WHAT YOU SHOULD DO: Find the line containing "For each instance of the bridge arch". Reproduce it and every line after it up to the end of the records, exactly as written.

....

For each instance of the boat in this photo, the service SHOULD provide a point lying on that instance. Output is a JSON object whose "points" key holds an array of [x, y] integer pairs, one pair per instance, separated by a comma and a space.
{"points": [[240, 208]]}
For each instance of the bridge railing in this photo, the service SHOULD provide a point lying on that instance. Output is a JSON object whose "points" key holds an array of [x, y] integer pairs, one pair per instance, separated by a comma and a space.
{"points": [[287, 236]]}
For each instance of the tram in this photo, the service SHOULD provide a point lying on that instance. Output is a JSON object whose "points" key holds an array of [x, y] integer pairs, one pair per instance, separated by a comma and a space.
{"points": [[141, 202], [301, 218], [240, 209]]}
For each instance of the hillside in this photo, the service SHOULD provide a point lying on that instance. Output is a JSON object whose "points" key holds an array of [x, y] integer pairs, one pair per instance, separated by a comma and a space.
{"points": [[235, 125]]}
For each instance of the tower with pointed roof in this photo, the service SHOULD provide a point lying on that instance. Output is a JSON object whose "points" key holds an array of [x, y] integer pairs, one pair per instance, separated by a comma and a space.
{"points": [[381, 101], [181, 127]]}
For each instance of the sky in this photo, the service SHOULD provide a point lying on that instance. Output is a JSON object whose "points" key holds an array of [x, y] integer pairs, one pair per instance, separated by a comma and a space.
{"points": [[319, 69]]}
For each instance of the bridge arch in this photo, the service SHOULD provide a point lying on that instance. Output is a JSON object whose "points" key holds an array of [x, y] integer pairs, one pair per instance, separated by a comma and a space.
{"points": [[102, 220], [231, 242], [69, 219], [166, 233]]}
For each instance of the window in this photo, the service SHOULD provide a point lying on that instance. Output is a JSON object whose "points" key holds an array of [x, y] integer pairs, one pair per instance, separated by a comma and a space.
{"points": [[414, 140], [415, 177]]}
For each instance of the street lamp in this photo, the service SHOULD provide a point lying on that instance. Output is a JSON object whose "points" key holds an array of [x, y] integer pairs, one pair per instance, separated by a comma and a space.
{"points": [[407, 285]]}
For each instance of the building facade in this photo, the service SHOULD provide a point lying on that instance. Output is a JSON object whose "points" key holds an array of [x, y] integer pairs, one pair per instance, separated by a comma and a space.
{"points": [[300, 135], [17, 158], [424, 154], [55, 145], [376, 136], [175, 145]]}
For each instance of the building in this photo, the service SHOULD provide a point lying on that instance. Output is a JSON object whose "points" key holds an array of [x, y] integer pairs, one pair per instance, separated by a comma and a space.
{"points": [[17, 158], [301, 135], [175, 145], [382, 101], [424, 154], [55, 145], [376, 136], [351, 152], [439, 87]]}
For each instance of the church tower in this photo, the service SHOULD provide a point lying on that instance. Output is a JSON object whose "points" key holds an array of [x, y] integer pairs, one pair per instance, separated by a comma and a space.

....

REPLY:
For each instance of the bridge arch in this photo, the service SHOULD provide a point lying on that instance. Output is a JSON object whose "points" key holds an array of [x, y] integer pairs, one pair per instance, separated by a comma and a space.
{"points": [[102, 220], [231, 242], [69, 219], [166, 233]]}
For each instance of the window in this photo, the service SHOULD provide a point lying on that instance. Output is a JSON object whose "points" key holds an array of [x, y] integer pairs, one pair per instance, separated by a comma and a space.
{"points": [[414, 140], [415, 177]]}
For each instance of the street lamp in this photo, the service SHOULD provide a point lying on that instance. Output is a JSON object whose "points" key holds an array of [x, y] integer pairs, one pair per instance, separated by a comma and a space.
{"points": [[407, 285]]}
For each instance of the building facade in this photo, the service SHOULD provide a point lying on that instance. Output is a JSON object whose "points" key holds an array of [x, y] integer pairs, one pair per instance, separated by a comma and a space.
{"points": [[300, 135], [17, 158], [424, 154], [55, 145], [376, 136], [175, 145]]}
For each instance of the building in this photo, the service SHOULD provide a point lying on that instance. Output is a JSON object whose "points" key holds an array of [x, y] integer pairs, one pair per instance, separated by a comma and a space.
{"points": [[17, 158], [301, 135], [175, 145], [382, 101], [424, 154], [55, 145], [376, 136], [351, 152], [439, 87]]}
For each instance of the church tower in this photo, the service SHOULD provide a point lying on that instance. Output is a JSON object whose "points" key holds an array of [x, y] integer pairs, one pair per instance, separated by a comma and a space.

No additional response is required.